[Point annotation rows]
----------------

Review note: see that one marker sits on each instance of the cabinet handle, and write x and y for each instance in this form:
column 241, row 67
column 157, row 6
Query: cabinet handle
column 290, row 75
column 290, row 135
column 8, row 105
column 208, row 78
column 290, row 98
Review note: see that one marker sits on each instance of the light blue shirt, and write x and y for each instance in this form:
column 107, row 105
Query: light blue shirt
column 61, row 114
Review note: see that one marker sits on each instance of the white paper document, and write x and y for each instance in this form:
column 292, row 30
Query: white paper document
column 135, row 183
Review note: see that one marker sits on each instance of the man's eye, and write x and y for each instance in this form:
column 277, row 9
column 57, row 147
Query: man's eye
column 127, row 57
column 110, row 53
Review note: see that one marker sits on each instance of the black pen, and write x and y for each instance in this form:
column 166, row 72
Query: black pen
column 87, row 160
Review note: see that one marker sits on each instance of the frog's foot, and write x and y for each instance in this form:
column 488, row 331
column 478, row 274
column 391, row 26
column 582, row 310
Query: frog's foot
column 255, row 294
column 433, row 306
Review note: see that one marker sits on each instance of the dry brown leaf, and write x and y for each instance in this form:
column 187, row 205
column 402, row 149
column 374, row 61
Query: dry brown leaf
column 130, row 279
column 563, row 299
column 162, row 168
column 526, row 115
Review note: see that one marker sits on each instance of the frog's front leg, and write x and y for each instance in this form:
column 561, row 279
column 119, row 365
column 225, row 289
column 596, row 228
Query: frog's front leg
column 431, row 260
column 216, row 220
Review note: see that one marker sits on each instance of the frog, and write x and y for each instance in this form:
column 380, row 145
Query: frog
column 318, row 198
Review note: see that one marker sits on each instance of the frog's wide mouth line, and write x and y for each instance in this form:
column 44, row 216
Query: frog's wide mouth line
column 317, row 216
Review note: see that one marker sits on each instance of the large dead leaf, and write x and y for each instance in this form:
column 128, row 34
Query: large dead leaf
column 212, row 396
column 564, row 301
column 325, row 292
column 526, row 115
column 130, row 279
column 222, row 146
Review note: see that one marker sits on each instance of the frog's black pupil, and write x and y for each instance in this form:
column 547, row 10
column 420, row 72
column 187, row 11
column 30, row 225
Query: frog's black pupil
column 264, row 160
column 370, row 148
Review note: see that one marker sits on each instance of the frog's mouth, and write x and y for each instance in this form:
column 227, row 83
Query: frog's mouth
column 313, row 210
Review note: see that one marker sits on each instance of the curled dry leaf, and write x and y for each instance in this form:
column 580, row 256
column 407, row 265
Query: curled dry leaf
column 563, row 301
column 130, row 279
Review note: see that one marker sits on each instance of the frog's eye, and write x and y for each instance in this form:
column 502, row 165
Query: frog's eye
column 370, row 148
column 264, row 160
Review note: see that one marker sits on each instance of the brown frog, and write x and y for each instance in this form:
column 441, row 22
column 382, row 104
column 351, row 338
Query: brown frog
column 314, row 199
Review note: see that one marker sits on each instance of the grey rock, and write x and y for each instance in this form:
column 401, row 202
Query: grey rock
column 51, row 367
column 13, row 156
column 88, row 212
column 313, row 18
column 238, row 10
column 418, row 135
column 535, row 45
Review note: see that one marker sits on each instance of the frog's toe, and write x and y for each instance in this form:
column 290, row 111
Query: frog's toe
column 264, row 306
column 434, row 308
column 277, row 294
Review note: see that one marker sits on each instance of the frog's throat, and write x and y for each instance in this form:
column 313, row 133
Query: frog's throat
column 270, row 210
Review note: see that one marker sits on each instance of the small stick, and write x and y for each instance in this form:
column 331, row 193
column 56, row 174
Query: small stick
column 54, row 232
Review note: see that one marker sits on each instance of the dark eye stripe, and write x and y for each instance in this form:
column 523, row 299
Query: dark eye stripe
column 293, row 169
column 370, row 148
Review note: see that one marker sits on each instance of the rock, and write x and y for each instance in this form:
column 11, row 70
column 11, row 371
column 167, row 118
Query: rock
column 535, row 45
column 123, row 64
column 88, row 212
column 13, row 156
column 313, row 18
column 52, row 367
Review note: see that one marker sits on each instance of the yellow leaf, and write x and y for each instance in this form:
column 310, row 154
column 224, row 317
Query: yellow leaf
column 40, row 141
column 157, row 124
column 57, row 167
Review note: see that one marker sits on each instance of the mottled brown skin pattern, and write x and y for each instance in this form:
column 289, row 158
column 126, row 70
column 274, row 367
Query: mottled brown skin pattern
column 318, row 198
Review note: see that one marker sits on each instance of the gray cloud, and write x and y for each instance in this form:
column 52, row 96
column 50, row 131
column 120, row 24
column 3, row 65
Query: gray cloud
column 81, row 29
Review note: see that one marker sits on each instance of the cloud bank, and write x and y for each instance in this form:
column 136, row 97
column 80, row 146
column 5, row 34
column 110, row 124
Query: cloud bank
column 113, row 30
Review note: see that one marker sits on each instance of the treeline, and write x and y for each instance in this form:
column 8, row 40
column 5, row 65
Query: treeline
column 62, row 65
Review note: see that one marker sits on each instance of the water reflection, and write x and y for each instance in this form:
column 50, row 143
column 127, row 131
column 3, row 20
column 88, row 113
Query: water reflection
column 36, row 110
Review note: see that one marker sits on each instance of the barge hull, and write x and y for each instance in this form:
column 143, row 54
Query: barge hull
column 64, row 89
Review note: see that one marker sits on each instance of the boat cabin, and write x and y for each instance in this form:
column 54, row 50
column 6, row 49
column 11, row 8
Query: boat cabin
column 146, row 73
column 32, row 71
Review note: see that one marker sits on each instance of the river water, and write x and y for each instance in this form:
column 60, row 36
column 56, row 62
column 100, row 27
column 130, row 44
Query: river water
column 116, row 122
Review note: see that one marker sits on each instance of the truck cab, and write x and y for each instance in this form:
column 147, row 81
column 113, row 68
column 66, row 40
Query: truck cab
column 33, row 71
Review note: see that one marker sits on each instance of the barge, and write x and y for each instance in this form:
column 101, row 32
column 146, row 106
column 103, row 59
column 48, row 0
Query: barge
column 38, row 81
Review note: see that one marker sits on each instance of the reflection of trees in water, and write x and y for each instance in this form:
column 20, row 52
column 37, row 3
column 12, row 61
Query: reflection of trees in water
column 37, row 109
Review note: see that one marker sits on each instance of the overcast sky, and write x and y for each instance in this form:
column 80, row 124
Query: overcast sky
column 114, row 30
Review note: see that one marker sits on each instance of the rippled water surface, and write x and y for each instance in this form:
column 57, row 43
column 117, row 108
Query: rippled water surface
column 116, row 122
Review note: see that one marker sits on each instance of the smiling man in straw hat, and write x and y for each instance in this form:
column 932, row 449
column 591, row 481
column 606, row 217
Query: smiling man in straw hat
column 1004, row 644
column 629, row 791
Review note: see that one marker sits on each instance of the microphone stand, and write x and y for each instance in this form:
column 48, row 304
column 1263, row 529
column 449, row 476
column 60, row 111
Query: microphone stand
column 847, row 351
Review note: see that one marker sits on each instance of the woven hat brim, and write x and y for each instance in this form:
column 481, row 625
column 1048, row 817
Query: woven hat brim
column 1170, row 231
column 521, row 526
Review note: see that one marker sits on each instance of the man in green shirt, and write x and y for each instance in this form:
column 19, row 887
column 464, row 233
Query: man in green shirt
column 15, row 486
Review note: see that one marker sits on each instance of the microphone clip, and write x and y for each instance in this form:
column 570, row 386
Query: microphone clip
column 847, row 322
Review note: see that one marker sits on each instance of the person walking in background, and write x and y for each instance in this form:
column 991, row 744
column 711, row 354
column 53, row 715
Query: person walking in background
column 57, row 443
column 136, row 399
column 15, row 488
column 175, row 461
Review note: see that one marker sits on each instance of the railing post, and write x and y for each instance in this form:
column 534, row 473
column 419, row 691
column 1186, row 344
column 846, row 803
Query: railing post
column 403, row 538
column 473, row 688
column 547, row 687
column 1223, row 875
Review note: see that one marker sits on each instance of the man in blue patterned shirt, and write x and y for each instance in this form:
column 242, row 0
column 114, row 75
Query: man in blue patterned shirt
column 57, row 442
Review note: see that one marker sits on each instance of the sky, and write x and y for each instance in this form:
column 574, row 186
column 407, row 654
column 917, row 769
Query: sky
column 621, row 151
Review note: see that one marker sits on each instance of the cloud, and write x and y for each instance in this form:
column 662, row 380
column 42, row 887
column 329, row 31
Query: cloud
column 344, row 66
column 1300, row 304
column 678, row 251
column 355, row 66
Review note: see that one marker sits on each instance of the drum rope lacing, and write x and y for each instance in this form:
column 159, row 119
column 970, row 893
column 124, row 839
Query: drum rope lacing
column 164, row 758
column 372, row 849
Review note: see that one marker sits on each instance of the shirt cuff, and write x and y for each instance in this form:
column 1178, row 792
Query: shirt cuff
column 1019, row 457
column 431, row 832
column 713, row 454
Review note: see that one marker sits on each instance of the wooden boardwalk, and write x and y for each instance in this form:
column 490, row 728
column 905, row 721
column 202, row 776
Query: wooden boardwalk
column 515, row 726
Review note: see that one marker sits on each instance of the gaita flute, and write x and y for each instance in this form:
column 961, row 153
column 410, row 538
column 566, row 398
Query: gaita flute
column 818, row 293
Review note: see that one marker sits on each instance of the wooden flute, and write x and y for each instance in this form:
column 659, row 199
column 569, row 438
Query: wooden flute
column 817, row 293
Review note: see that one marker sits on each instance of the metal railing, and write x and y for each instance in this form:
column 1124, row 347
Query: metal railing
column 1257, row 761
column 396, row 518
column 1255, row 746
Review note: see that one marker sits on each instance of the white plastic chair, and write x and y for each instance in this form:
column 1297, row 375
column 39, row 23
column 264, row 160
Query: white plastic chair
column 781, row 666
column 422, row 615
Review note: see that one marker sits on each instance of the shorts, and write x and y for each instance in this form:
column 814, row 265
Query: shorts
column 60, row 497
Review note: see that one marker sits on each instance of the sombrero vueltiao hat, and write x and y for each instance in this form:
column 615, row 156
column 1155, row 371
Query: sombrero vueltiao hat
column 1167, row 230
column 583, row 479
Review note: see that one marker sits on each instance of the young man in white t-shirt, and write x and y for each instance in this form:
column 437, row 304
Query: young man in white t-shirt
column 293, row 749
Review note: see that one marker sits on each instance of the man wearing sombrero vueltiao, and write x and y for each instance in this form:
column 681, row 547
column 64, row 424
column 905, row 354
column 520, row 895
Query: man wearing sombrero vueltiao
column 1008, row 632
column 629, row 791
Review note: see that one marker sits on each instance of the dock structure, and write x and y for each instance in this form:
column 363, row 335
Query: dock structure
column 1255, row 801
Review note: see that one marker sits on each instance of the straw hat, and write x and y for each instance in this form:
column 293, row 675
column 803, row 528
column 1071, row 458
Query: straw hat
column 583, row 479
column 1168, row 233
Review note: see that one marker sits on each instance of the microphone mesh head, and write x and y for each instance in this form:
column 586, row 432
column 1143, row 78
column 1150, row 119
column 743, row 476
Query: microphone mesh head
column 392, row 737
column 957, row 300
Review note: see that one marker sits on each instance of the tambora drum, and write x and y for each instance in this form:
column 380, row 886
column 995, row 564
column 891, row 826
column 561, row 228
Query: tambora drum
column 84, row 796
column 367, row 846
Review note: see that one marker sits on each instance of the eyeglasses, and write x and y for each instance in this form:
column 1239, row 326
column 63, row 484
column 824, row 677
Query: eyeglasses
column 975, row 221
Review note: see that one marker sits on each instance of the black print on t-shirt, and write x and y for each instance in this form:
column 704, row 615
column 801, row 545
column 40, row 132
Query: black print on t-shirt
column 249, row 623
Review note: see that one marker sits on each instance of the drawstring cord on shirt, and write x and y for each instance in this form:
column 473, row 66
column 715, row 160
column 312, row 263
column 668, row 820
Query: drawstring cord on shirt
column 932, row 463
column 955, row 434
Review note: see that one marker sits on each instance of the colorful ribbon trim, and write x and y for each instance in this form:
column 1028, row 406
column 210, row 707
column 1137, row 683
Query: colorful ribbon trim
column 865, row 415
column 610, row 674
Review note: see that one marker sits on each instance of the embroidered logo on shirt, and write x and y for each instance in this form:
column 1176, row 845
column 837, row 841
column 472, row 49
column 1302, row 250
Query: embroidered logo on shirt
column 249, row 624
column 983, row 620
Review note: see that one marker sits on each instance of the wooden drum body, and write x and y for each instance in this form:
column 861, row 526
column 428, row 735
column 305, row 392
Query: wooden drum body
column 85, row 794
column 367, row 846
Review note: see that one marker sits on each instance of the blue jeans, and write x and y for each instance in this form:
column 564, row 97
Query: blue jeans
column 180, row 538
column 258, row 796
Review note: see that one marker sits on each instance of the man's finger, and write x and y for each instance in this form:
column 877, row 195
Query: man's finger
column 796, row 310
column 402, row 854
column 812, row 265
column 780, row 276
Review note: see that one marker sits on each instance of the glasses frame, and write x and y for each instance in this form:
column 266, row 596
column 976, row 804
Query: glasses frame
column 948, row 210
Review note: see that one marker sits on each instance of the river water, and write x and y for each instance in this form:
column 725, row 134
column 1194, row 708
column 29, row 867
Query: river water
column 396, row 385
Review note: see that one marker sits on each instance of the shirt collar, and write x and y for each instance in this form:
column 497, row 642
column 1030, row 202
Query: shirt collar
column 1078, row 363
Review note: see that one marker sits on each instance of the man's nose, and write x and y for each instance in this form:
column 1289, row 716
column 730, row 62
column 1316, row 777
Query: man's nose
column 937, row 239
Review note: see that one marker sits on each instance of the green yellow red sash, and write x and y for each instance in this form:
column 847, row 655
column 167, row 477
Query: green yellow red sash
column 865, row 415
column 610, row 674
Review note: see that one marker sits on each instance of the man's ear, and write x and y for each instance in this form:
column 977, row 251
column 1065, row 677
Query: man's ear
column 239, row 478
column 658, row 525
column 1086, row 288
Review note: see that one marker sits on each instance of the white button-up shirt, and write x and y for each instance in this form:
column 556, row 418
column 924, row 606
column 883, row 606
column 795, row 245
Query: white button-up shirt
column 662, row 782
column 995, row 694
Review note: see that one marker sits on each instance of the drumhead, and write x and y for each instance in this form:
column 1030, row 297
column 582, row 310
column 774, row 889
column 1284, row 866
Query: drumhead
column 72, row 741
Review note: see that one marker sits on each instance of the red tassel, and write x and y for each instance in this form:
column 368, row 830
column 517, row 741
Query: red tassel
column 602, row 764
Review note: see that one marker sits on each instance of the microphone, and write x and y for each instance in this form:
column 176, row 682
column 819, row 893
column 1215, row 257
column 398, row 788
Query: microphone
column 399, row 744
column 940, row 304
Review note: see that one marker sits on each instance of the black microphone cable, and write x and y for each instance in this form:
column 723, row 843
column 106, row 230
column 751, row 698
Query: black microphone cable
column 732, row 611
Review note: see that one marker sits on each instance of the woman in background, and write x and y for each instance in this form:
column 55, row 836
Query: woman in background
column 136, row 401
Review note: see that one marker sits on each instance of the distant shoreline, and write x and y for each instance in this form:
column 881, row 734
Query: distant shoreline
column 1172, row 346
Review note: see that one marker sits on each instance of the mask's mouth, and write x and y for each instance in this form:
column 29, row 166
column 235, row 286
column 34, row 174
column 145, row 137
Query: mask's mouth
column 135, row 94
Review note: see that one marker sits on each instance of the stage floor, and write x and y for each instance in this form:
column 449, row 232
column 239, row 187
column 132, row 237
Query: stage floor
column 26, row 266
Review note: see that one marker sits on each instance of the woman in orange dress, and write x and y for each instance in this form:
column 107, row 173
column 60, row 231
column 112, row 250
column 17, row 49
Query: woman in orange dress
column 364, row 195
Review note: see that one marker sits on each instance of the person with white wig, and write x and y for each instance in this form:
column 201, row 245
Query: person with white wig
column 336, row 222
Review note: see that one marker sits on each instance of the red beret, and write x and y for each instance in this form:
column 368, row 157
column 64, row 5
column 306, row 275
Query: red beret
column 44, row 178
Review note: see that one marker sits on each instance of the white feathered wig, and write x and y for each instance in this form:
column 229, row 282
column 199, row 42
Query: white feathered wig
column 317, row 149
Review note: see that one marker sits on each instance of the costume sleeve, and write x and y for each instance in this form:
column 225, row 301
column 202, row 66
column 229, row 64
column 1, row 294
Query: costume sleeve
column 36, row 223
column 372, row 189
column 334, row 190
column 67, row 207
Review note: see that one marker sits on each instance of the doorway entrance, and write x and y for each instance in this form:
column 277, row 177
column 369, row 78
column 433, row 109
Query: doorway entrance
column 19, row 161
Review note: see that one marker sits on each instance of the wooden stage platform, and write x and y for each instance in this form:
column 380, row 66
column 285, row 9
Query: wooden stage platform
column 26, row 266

----------------

▸ OBJECTIVE
Duplicate every line from the one containing "of the costume" through the end of the rows, both ends included, without changing anything.

▸ FINISHED TASK
Review note: see that one marker sits on each instance of the costume sleeve, and write x and y for each instance in this form:
column 225, row 301
column 202, row 66
column 229, row 64
column 1, row 294
Query: costume sleeve
column 36, row 223
column 372, row 189
column 334, row 190
column 67, row 207
Review note: see that one marker sits on each instance of the doorway entrance, and write x and y for each instance in this form:
column 277, row 177
column 369, row 78
column 433, row 109
Query: doorway entrance
column 19, row 161
Review note: see that one marker sits on each instance of the wooden stage platform, and write x and y for each instance in this form:
column 380, row 66
column 285, row 9
Query: wooden stage platform
column 26, row 266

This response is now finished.